* WORK TO BE COMPLETED:
In the entries that follow, the line with "Query: stone staircase" opens the range and the line with "Task: annotate every instance of the green grass" closes it; repeat that range exactly, both lines included.
--- START ---
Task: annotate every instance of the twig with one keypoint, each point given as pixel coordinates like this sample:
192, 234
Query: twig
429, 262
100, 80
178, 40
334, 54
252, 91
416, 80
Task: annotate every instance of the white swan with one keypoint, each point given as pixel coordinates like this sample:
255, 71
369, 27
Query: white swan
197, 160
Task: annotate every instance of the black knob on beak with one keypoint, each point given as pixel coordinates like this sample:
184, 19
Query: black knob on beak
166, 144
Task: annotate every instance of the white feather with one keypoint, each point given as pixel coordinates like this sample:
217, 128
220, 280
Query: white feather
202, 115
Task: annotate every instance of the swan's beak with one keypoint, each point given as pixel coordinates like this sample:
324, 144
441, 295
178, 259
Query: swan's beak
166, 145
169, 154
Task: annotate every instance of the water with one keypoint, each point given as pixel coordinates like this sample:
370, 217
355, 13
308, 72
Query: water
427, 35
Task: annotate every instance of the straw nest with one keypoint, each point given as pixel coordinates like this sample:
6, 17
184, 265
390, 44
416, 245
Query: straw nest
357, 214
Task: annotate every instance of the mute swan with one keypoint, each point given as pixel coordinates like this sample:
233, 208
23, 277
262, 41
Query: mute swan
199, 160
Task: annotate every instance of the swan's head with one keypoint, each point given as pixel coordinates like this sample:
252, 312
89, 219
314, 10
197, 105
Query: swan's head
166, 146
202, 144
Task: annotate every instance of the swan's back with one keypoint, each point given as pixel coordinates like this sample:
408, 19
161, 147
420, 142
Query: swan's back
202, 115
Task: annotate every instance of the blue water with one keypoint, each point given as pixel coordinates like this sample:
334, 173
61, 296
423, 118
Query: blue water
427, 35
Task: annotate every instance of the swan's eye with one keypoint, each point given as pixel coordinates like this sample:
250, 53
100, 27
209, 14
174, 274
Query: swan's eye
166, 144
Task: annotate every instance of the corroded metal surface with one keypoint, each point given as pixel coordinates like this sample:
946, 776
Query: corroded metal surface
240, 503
--- END ---
--- START ---
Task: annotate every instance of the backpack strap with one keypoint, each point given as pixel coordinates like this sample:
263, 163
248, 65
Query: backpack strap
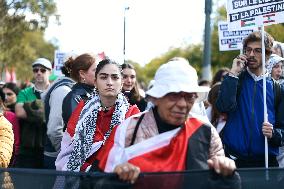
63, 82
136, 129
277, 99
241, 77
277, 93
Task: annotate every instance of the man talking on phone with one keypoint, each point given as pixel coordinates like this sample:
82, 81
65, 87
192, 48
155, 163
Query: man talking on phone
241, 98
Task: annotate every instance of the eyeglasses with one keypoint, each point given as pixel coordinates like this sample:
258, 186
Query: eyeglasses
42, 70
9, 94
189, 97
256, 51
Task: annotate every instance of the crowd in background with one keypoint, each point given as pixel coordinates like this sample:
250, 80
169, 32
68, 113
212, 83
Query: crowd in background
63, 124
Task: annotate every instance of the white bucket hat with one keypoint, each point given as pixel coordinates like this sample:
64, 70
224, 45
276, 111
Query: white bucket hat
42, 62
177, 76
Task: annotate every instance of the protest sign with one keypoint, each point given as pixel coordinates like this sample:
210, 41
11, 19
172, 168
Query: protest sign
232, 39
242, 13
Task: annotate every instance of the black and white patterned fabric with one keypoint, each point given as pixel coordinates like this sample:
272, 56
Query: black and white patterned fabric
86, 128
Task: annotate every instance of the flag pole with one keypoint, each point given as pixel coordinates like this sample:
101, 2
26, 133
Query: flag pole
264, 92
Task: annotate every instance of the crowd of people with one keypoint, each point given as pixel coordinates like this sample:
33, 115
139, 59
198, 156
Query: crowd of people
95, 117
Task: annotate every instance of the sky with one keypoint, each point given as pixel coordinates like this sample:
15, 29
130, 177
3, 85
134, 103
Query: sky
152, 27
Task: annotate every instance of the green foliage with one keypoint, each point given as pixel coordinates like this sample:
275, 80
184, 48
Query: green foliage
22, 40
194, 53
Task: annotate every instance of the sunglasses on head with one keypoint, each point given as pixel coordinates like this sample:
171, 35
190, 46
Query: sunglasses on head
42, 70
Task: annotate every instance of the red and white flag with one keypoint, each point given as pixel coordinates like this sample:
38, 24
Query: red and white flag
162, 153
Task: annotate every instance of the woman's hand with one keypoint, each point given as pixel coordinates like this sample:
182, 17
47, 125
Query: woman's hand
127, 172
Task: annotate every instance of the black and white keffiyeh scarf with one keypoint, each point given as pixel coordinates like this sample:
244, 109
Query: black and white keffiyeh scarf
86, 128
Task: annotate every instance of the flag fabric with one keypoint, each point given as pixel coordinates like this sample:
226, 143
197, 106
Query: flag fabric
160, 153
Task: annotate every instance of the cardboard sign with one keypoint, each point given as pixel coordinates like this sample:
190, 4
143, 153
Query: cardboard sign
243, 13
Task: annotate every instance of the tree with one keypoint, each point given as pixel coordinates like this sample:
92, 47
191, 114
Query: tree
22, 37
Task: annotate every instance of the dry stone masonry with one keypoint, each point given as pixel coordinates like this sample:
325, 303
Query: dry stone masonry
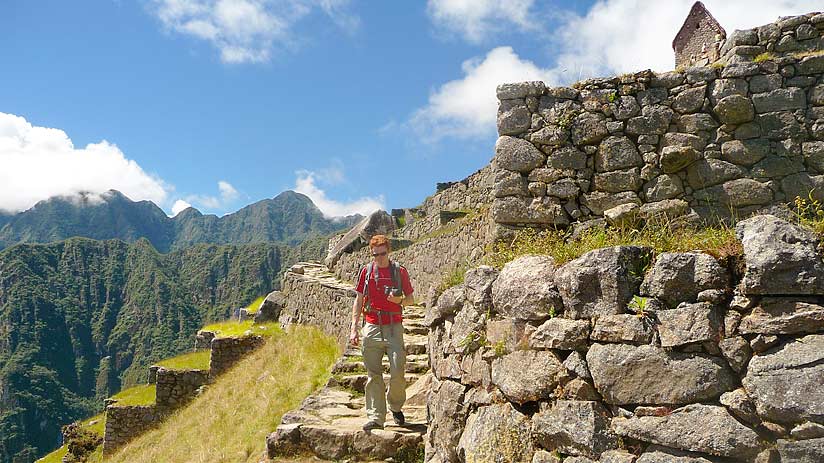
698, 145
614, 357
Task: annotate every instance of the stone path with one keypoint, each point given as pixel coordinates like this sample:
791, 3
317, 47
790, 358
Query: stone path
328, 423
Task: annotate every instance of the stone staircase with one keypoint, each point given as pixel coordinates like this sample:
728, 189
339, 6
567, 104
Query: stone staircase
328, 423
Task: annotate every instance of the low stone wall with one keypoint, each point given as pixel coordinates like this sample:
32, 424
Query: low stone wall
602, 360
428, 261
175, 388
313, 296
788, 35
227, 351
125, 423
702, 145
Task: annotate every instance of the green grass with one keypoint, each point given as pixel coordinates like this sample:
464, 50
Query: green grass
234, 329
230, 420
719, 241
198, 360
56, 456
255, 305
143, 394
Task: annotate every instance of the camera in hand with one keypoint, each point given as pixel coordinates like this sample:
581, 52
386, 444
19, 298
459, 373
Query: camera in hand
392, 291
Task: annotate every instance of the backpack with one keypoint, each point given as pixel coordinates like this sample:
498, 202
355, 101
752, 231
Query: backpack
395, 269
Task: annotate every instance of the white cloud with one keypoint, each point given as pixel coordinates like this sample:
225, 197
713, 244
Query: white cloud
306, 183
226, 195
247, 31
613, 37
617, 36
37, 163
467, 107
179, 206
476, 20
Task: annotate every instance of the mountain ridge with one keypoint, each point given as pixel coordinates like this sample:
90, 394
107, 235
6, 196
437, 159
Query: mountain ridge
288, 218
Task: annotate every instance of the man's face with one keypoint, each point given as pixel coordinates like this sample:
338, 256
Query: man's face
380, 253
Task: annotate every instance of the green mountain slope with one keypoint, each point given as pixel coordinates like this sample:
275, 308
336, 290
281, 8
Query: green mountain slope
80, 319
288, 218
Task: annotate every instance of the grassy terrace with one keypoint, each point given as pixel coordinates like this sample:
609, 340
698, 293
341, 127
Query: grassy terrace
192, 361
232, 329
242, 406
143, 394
--- END ---
--- START ---
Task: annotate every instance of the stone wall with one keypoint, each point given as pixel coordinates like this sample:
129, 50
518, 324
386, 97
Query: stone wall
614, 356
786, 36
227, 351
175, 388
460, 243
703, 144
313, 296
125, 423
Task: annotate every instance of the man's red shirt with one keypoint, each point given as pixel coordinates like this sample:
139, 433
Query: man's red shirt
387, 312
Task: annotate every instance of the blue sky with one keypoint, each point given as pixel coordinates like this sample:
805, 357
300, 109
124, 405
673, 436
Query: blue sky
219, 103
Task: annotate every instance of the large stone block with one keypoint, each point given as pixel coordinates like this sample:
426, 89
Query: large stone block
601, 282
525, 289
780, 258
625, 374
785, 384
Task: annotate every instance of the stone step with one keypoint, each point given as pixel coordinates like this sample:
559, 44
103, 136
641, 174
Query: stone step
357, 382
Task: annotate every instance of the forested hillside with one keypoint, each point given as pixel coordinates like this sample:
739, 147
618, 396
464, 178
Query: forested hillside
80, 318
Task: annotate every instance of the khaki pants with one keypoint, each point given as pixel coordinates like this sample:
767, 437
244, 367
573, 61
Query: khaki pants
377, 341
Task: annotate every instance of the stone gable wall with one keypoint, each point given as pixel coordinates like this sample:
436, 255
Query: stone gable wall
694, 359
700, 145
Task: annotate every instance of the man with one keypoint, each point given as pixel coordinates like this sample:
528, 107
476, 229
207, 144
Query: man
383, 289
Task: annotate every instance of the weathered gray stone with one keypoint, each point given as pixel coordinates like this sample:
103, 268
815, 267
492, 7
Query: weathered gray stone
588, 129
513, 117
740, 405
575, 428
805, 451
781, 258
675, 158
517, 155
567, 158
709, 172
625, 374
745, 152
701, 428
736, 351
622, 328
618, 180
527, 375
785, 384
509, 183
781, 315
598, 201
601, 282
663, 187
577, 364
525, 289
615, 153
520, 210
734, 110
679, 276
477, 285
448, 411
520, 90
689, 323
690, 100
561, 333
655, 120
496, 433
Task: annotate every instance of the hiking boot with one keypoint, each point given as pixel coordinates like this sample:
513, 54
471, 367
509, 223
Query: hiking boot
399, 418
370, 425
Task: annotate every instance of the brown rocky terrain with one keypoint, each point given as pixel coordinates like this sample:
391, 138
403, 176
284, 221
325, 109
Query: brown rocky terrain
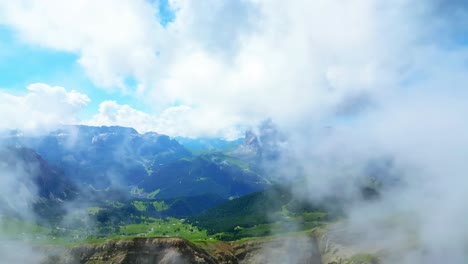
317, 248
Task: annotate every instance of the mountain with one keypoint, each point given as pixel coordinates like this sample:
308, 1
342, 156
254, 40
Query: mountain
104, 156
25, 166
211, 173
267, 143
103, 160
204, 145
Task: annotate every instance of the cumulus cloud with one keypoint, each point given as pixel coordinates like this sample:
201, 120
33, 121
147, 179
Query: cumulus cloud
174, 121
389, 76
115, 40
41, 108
--- END ---
* TASK ANSWER:
Query: stone staircase
328, 423
Task: annotate every instance of the low stone wall with one keypoint, each point given as pixel coordinates like this sample:
32, 424
Query: low stone wall
602, 360
428, 261
175, 388
313, 296
788, 35
227, 351
125, 423
702, 145
Task: annotate every instance of the green grass with one keypoint, each point given as pixel coordinates like this sample:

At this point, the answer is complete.